TEXT PROVIDED →
In State v. Smith, 312 Or 561, 822 P2d 1193 (1992), the state alleged that the defendant had failed to remain under the supervision and control of the probation department, that the defendant had failed to report monthly as required by the probation department, that the trial court had issued a warrant, and that the state considered the defendant to be a fugitive from justice. The defendant's attorney did not dispute those allegations. Id. at 563. Under those circumstances, the court dismissed the defendant's petition for review. Id. at 564.

Smith is distinguishable from the case at hand. It is important to note that the defendant in Smith had the benefit of the first appeal taken of right and that the Supreme Court, whose review is discretionary, merely declined further review of the case. At stake here is defendant's appeal as a matter of statutory right.

In addition, the court in Smith noted that the state "consider[ed]" the defendant to be a fugitive. Id. at 563. An allegation by an adverse party that a defendant is a "fugitive" is insufficient. Rather, the appellate court must be able to find, based on sufficient evidence, that it is more likely than not that the defendant is a fugitive from justice. In Smith, perhaps the court implicitly made such a finding based on the undisputed allegations that the defendant had failed to report periodically as required and had failed to remain under the probation department's supervision and control. By contrast, there is no similar factual basis in this case. Indeed, in its response to the court's letter, the state alleged that, on three previous occasions, the trial court had initiated a show cause proceeding, each of which was heard to completion. That suggests that, when the trial court has required defendant to appear in court and defendant has had notice of that requirement, defendant has done so. In addition, the trial court continued defendant's probation after holding that defendant violated the terms of his probation. Accordingly, Smith is distinguishable.

STORED ROWS →
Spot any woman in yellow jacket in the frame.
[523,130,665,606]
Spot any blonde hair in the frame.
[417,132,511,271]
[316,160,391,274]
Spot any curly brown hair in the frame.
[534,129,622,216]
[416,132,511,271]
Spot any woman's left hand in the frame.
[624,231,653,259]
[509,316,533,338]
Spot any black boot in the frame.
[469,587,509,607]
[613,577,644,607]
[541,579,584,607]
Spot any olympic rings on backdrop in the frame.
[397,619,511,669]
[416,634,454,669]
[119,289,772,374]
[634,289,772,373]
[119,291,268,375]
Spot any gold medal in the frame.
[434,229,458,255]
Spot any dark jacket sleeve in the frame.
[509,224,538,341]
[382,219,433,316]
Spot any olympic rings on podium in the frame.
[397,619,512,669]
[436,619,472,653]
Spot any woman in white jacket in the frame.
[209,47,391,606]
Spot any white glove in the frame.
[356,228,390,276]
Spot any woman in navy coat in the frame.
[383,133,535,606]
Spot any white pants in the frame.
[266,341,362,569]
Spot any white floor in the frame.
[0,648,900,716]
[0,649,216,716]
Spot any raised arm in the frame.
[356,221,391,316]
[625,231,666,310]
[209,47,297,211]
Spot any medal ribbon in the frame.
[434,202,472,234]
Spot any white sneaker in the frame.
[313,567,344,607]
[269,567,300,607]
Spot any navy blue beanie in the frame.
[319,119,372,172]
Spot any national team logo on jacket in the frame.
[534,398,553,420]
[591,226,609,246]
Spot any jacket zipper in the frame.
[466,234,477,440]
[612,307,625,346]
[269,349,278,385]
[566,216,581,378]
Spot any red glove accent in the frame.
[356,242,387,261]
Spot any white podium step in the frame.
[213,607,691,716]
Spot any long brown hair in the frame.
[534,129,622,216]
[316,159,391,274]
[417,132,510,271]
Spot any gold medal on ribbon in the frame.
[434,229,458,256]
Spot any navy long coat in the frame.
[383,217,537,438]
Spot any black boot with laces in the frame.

WORK TO COMPLETE →
[1] Summarize the passage on State v. Smith in two sentences.
[2] Identify every line of the listing that contains the word "medal", and copy each one; case counts.

TASK-BY-TASK SOLUTIONS →
[1] In State v. Smith, the court dismissed the defendant's petition for review after the defendant's attorney did not dispute the state's allegations that the defendant had failed to report monthly, had failed to remain under probation supervision, and was considered a fugitive. Smith is distinguishable from this case because here the defendant's appeal is a matter of statutory right, and there is no similar factual basis for finding the defendant a fugitive, since he has appeared when required and his probation was continued.

[2]
Spot any gold medal in the frame.
Spot any medal ribbon in the frame.
Spot any gold medal on ribbon in the frame.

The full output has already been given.